Quote all of the entries below line for line and without changes, but leave out the picture.

Entries from a collection:

☆ ☆ ☆ ☆

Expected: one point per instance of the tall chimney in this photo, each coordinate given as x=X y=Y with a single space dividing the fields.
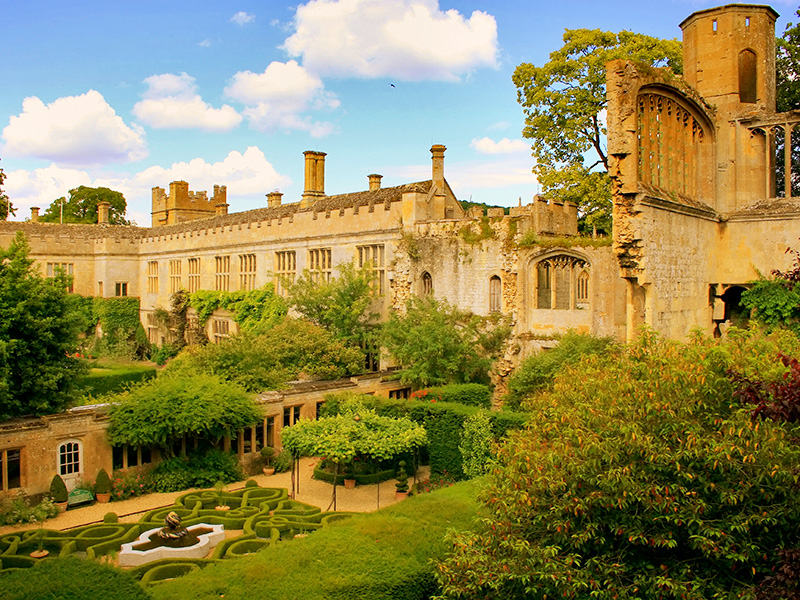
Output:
x=314 y=176
x=102 y=212
x=437 y=157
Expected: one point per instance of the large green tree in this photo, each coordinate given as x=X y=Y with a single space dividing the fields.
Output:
x=39 y=327
x=81 y=207
x=438 y=344
x=564 y=102
x=341 y=304
x=6 y=208
x=640 y=476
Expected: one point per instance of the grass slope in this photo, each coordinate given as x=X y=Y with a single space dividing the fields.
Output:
x=386 y=554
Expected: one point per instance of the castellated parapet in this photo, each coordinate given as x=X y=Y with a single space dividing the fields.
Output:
x=552 y=217
x=183 y=205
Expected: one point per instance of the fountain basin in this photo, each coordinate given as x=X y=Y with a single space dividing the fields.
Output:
x=130 y=556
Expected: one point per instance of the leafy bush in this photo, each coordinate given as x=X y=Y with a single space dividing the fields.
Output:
x=102 y=484
x=19 y=510
x=199 y=469
x=70 y=578
x=268 y=361
x=538 y=370
x=282 y=461
x=107 y=378
x=58 y=489
x=475 y=446
x=471 y=394
x=640 y=476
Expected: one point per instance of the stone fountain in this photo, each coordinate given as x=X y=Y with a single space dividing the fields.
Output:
x=171 y=541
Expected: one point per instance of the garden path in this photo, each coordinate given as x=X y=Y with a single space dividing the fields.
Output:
x=317 y=493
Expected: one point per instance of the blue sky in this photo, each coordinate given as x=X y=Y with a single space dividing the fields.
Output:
x=132 y=95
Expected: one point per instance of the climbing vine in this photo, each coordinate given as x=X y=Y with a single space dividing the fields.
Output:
x=255 y=310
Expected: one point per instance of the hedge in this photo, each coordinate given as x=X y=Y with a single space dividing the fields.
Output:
x=471 y=394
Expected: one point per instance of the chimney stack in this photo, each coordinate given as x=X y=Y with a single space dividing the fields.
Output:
x=102 y=212
x=437 y=157
x=315 y=177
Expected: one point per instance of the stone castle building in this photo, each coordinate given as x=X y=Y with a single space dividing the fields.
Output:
x=696 y=217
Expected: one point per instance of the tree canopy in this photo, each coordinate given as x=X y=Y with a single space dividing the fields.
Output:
x=6 y=208
x=39 y=327
x=161 y=410
x=564 y=102
x=640 y=475
x=439 y=344
x=341 y=305
x=81 y=206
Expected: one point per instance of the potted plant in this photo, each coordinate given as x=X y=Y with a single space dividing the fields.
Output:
x=58 y=492
x=102 y=486
x=267 y=452
x=401 y=487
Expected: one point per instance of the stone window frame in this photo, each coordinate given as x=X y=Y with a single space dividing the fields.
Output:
x=373 y=255
x=194 y=274
x=319 y=264
x=5 y=478
x=222 y=273
x=247 y=271
x=175 y=276
x=550 y=297
x=495 y=294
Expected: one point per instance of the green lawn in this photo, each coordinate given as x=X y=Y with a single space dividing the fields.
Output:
x=386 y=554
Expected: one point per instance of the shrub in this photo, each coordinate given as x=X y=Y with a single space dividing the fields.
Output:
x=199 y=469
x=640 y=476
x=58 y=489
x=538 y=370
x=102 y=484
x=471 y=394
x=283 y=461
x=73 y=578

☆ ☆ ☆ ☆

TASK RESPONSE -
Expected: one point per instance of the tall chimney in this photo, each coordinate given as x=X y=Y with a single space dividing the fields.
Output:
x=314 y=176
x=102 y=212
x=437 y=157
Expected: one point per instance of the large green tree in this photo, each coordinate given as x=X y=Y with a single space dividing the fields.
Output:
x=39 y=327
x=81 y=207
x=438 y=344
x=564 y=102
x=341 y=304
x=6 y=208
x=640 y=476
Expected: one point per instance of the grass slope in this photo, each coordinate given as x=X y=Y with a single space dividing the fields.
Output:
x=386 y=554
Expected: one point per instance of the castellated parapet in this photo, each coordinate given as x=X y=Y with a single space dividing the fields.
Output:
x=552 y=217
x=183 y=205
Expected: one point per instance of the fountain basin in this photo, each coordinate given as x=X y=Y with a single space dividing the fields.
Output:
x=130 y=556
Expected: one point per instance of the leafy bush in this photo, each coordinate given as x=X y=Y with a single space dividing the fields.
Output:
x=102 y=484
x=19 y=510
x=199 y=469
x=70 y=578
x=268 y=361
x=538 y=370
x=282 y=461
x=107 y=378
x=58 y=489
x=475 y=446
x=471 y=394
x=640 y=476
Expected: one point per instance of the stone fountain in this photo, each coordinate given as x=X y=Y with a single space dividing the fields.
Output:
x=171 y=541
Expected: one point per instance of the garden path in this photo, each coordinate given as x=X y=Y with a single space dividing the fields.
Output:
x=317 y=493
Expected: one point per instance of the blue sky in this photo, each coordinate given as x=X y=Y with a single space dividing the fields.
Output:
x=132 y=95
Expected: one point per instance of the climbing vine in this photo, each coordinate given as x=X y=Y with a single space dividing the fields.
Output:
x=255 y=310
Expected: one point per instance of the hedge in this photo, each coordinate given as x=X y=Y with a single space dividing the fields.
Output:
x=471 y=394
Expected: one point per instance of the chimney stack in this photo, each coordinate given as x=X y=Y with a single space dividing the fields.
Output:
x=102 y=212
x=437 y=157
x=315 y=177
Expected: one point per instance of the stone castle building in this photo, each coordinate given as x=X y=Y with a single space dividing the fields.
Output:
x=696 y=217
Expected: one point per instance of the tree canopy in this photo, each coordinate given as x=X y=Y with a single space dividing the fields.
Output:
x=6 y=208
x=39 y=327
x=161 y=410
x=564 y=102
x=640 y=475
x=439 y=344
x=341 y=305
x=81 y=206
Expected: one point per instance of the potted plant in this photo, each coordinate given as x=X y=Y with a single space dividing the fields.
Output:
x=58 y=492
x=102 y=486
x=267 y=452
x=401 y=487
Expected: one point per instance of the stone window frame in this photo, each coordinate given as x=X y=Y with a single space dividing the fields.
Output:
x=373 y=255
x=194 y=274
x=319 y=264
x=5 y=478
x=222 y=273
x=247 y=271
x=175 y=276
x=550 y=297
x=495 y=294
Expected: one point per instance of the green lawn in this photo, each coordinate given as x=X y=Y with a single space dividing the fields.
Output:
x=386 y=554
Expected: one point per instance of the shrub in this photo, each coordinate given as x=X y=Y with a single space dividing the fields.
Output:
x=199 y=469
x=640 y=476
x=58 y=489
x=538 y=370
x=102 y=484
x=471 y=394
x=283 y=461
x=73 y=578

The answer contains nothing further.